>> Begin SUPPLIED MATERIAL
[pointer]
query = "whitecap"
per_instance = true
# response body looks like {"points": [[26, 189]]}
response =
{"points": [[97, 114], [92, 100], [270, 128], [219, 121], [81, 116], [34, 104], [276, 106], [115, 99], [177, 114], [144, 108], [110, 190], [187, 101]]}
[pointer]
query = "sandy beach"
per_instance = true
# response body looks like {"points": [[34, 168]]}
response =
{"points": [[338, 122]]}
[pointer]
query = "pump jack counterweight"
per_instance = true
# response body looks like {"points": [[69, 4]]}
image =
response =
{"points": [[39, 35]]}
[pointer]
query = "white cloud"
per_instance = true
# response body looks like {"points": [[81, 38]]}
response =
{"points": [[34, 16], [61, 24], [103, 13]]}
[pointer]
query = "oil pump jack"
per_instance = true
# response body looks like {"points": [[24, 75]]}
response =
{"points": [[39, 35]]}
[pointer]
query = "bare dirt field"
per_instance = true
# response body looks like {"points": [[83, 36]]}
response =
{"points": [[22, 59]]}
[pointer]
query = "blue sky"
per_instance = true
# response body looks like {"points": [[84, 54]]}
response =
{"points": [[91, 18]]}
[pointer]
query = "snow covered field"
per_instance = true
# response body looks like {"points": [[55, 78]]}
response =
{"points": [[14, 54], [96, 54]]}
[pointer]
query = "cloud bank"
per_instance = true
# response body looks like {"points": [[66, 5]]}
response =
>> End SUPPLIED MATERIAL
GIVEN REQUEST: Filter the entries above, copying out each line that contains the string "query".

SOLUTION FOR THIS PROBLEM:
query = "whitecap"
query = "sandy beach"
query = "pump jack counterweight"
query = "white cloud"
query = "oil pump jack"
query = "bare dirt field"
query = "blue sky"
query = "snow covered field"
query = "cloud bank"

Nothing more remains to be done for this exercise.